*INSTRUCTIONS TO FOLLOW*
Rewrite the listing from the line with "For the image above, mark every bird's white" to the line with "[194, 200, 204, 212]", substituting "partially hidden" for "occluded" and leaving everything else unchanged.

--- SOURCE RECORDS ---

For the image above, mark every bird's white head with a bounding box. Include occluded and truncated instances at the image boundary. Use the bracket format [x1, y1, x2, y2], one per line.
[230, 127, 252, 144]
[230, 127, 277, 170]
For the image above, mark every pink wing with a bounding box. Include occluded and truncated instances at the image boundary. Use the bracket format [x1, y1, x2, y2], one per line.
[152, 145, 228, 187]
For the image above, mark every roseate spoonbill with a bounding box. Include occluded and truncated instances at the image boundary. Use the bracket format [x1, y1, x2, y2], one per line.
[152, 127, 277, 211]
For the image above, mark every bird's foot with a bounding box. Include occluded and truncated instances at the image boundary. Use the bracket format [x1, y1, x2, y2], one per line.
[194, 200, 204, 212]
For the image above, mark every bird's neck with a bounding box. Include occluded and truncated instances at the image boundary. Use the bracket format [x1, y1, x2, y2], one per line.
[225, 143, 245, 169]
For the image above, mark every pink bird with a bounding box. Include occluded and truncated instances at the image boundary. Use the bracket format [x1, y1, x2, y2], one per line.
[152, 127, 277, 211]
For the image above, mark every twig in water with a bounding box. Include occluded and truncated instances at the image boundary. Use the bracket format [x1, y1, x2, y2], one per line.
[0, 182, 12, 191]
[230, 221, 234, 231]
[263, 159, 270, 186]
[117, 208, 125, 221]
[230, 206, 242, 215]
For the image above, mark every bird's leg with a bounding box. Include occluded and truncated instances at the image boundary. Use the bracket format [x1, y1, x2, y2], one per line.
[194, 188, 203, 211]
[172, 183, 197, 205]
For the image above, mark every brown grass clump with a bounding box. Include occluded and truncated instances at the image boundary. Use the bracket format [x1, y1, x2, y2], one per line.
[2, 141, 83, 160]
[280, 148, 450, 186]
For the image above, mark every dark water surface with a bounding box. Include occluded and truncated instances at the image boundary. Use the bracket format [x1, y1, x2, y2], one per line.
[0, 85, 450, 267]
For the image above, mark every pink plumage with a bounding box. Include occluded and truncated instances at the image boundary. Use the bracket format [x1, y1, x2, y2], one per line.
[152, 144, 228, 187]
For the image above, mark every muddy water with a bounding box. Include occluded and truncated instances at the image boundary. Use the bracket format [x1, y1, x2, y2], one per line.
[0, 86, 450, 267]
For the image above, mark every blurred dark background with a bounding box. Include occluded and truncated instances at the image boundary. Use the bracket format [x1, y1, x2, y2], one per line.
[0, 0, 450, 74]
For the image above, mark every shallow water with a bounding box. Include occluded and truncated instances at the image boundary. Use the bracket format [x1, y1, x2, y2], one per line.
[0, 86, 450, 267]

---
--- SOURCE RECORDS ---

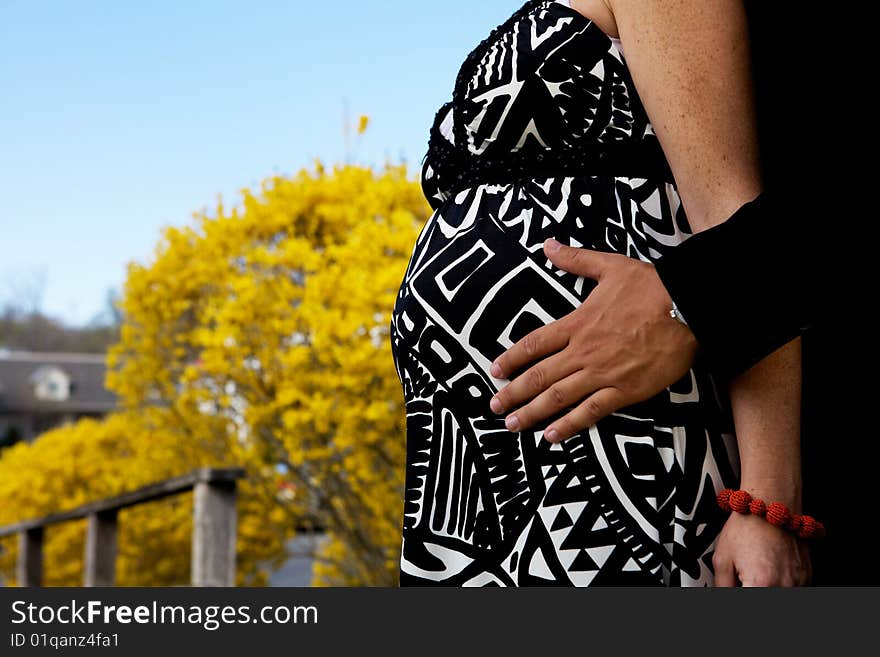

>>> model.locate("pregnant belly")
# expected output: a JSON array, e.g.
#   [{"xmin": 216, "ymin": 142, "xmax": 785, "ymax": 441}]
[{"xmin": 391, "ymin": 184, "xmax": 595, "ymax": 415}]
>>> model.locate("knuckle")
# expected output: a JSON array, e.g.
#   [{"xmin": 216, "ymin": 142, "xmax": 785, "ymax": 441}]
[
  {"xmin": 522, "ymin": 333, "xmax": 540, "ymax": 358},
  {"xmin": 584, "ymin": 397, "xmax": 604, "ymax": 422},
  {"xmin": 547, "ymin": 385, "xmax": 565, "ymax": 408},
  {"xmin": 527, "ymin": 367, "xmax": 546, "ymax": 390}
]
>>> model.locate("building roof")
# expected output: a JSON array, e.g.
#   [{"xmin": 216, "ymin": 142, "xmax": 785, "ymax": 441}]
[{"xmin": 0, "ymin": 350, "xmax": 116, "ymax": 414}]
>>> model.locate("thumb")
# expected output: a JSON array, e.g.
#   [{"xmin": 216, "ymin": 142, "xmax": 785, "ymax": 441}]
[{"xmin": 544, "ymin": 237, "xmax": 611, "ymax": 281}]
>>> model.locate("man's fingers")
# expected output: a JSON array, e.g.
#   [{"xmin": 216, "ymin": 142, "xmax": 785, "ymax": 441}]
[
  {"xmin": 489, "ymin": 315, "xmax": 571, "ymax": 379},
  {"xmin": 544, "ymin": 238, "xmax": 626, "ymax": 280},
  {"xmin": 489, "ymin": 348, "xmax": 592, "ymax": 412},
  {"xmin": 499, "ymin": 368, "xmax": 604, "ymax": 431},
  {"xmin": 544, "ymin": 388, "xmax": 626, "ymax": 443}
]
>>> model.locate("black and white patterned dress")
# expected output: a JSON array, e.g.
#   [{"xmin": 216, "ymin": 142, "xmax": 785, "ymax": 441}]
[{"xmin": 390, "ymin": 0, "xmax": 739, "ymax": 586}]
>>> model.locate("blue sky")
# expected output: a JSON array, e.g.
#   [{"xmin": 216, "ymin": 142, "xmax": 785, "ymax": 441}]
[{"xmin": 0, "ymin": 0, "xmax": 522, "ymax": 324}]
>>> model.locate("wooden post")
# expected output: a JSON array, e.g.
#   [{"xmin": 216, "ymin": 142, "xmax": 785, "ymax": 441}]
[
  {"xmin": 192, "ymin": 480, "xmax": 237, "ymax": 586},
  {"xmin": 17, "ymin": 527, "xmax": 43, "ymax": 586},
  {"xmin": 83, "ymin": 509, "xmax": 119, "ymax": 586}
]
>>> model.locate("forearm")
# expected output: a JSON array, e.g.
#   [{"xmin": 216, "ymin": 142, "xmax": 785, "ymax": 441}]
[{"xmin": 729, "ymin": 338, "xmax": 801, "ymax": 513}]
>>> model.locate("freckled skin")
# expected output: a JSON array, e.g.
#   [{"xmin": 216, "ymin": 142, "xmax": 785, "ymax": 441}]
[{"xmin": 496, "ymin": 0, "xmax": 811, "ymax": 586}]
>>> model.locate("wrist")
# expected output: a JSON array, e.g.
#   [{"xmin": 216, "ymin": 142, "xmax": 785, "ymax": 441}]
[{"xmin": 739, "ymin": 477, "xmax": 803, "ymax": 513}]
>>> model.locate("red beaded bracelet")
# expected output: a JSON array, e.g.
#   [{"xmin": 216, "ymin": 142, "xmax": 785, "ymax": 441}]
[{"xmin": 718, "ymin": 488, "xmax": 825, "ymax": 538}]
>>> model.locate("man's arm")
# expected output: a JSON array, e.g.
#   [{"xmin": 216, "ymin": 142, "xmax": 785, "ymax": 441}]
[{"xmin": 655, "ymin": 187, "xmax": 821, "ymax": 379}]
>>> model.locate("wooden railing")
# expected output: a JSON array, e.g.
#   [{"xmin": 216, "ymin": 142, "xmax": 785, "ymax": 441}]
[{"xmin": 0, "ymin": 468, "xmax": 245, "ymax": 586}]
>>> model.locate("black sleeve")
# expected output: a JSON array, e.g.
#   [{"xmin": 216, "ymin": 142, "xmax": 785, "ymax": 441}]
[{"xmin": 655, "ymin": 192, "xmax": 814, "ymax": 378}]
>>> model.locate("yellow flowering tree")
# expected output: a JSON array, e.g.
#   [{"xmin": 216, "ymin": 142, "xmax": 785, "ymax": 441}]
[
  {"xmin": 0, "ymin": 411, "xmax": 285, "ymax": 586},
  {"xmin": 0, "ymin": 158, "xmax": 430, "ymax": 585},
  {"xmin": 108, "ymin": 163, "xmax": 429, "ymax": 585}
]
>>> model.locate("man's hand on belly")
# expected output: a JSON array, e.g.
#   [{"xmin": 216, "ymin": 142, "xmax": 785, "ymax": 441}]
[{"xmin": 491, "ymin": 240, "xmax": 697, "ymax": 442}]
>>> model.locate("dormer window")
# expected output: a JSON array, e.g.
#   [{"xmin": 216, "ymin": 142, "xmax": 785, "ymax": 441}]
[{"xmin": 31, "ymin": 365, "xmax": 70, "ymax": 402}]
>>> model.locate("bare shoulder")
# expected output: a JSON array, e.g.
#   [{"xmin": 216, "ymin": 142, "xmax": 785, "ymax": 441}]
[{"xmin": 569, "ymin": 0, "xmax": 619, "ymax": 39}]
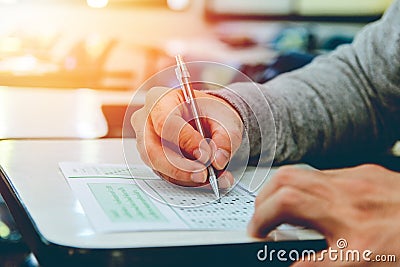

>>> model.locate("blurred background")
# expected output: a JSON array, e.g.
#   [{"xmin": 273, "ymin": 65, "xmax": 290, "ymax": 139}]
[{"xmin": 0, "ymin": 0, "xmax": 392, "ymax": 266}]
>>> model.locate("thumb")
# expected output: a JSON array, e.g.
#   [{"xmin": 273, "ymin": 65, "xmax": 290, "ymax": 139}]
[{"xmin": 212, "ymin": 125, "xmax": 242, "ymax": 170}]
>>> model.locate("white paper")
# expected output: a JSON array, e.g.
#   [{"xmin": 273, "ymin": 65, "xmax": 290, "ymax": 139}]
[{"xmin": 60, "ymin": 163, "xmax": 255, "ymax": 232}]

---

*ANSWER TO THIS TASK*
For the image above, mark every bird's white head with a bounding box. Include partially hidden and truncated instances at the image boundary. Use the bracket format [x1, y1, x2, y2], one per line.
[230, 127, 252, 144]
[230, 127, 277, 170]
For the image above, mark every pink wing with a bounding box. Include partially hidden and truncated instances at the image boundary. Use the bracket format [x1, y1, x2, y2], one per line.
[152, 145, 228, 187]
For the image above, mark every roseate spoonbill with a bounding box. Include partially hidden and truncated instances at the image boundary. Use the bracket format [x1, y1, x2, y2], one per line.
[152, 127, 277, 211]
For the image above, mark every bird's foot with a bounding box. Include partially hidden and truncated instances at the image boundary. Use the bracket format [x1, y1, x2, y2], one per line.
[194, 200, 204, 212]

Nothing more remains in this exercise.